## Data excerpts:

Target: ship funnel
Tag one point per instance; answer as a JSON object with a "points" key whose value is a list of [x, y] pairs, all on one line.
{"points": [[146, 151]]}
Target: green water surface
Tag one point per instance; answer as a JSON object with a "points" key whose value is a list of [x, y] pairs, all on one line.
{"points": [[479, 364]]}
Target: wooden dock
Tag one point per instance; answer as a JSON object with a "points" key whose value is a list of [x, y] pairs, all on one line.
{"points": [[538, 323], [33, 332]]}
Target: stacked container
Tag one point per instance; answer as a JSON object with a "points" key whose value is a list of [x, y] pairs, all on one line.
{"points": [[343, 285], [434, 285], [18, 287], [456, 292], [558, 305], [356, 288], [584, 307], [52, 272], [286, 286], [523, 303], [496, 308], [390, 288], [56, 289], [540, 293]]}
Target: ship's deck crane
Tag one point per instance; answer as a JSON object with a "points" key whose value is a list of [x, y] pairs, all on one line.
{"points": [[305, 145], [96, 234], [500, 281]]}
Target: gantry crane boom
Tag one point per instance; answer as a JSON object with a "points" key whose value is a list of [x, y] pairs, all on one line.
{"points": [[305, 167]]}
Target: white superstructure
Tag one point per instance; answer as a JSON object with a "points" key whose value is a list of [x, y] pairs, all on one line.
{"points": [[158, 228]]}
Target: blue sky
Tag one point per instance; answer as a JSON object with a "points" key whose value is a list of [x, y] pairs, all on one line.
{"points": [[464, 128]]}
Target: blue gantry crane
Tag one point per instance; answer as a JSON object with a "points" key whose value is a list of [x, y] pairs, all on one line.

## The task:
Extract every line of the records above and reproduce each one unchanged, in its original order.

## Task answer:
Target: ship funnel
Tag one point per instance; answer as a JSON object with a "points" key whose value is a list of [x, y] pairs, all on one line.
{"points": [[146, 151]]}
Target: green water surface
Tag one point per instance; answer as a JSON object with a "points" key whose value is a list of [x, y] pairs, all on one line.
{"points": [[479, 364]]}
Target: wooden dock
Tag one point per instance; answer as a JSON object with a "points" key whose value is a list of [x, y] pairs, all on one line.
{"points": [[538, 323], [33, 332]]}
Target: stacked container
Tag one point per instance; answer as a JSON object with a "points" key whose value is a list of [x, y] pairs, all on one line.
{"points": [[343, 285], [434, 285], [18, 287], [456, 292], [558, 305], [356, 288], [584, 307], [52, 272], [286, 286], [523, 303], [496, 308], [390, 288], [56, 289], [540, 293]]}
Target: ship's deck crane
Tag one point per instance; answer as a JSON object with a "points" key whose value is a list of [x, y] pairs, all on one line.
{"points": [[305, 145], [96, 234], [500, 281]]}
Target: gantry crane boom
Tag one point per instance; answer as a JSON object with a "points" key whose value is a list of [x, y] pairs, all on one line.
{"points": [[305, 167]]}
Target: white superstructure
Tag one point per instance; answer as a JSON object with a "points" key whose value is a list of [x, y] pairs, all on one line.
{"points": [[158, 228]]}
Target: blue sky
Tag one point per instance; answer as a JSON object with a "points" key whose value is a list of [x, y] pairs, all on one line.
{"points": [[464, 128]]}
Target: blue gantry crane
Tag one point per instance; answer as a JSON object with a "points" key whose value is a list of [x, y] pairs, all on one line.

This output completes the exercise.